→ Passage to read
══════
When we all go to bed, we tend to sleep on our back, side, stomach, or assume the fetal position. Our body posture when we sleep can influence our personality, well-being, and even our brain health. According to a recent study published in the The Journal of Neuroscience, sleeping on our side rather than our back or stomach can allow the brain to discard waste products, therefore reducing the risk of Alzheimer’s and other neurological diseases.

Most sleepers will find it difficult to record their posture during sleep, but the placement of our head, back, arms, and legs can influence our systematic health. Typically, the best sleep position is either on the back or the side. These positions support the spine and the neck, which leads to a good night's sleep and helps prevent injuries in the long run. In a 2007 study published in The Internet Journal of Allied Health Sciences and Practice, researchers found most people favored the side-sleeping position, and they were less likely to report waking up during the night bothered by neck, shoulder, or arm pain, compared to others who slept in any other position.

Dr. Helene Benveniste, Principal Investigator and a Professor in the Departments of Anesthesiology and Radiology at Stony Brook University School of Medicine, and her colleagues sought to explore how sleeping position affects brain health when it comes to discarding metabolic waste products. Rodent models were used to examine the glymphatic pathway — where cerebrospinal fluid (CSF) filters through the brain and exchanges with interstitial fluid (ISF) to clear waste. This is similar to the way the body's lymphatic system clears waste from organs. It is during sleep that the glymphatic pathway is most efficient. Amyloid and tau proteins, which are chemicals that negatively affect brain processes if they build up, are commonly found in brain waste.

In the study, magnetic resonance imaging (MRI) was used to observe the glymphatic pathway in rodents. MRI technology and kinetic modeling was used to measure the exchange rates of the fluids CSF and ISF in rodents who were given anesthesia as they slept on their sides, backs, and stomachs. The rodents slept in three positions: lateral (side), prone (down), and supine (up).
══════
→ Material shown
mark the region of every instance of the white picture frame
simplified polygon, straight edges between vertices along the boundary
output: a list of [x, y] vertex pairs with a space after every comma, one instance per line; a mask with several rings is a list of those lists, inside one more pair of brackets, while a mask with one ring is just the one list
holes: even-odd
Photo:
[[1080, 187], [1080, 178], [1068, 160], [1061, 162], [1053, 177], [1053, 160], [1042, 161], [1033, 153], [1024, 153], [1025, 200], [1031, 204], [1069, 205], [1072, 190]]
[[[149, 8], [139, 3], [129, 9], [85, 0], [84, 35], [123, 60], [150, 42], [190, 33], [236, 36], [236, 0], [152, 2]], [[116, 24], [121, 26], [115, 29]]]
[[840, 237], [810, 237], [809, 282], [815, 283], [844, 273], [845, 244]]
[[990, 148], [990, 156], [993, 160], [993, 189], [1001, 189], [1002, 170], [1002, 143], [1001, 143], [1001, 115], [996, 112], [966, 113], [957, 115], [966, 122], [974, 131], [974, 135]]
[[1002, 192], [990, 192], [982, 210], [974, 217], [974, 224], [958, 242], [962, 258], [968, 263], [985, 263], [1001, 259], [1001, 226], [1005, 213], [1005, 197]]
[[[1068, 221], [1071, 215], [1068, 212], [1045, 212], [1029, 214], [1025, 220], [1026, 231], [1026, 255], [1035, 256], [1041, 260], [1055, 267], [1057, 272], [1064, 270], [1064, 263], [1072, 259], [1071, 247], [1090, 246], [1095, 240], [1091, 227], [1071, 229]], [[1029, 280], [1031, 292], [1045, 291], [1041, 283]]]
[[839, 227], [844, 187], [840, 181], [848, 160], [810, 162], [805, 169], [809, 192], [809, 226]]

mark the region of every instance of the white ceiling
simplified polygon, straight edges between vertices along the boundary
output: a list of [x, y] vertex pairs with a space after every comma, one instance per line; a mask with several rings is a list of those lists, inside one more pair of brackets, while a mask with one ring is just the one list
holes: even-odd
══════
→ Brief
Name every sleeping position that the rodents in the study slept in, as given in the article on sleep position and brain health, with each position's plain meaning.

→ Result
- Lateral (side)
- Prone (down)
- Supine (up)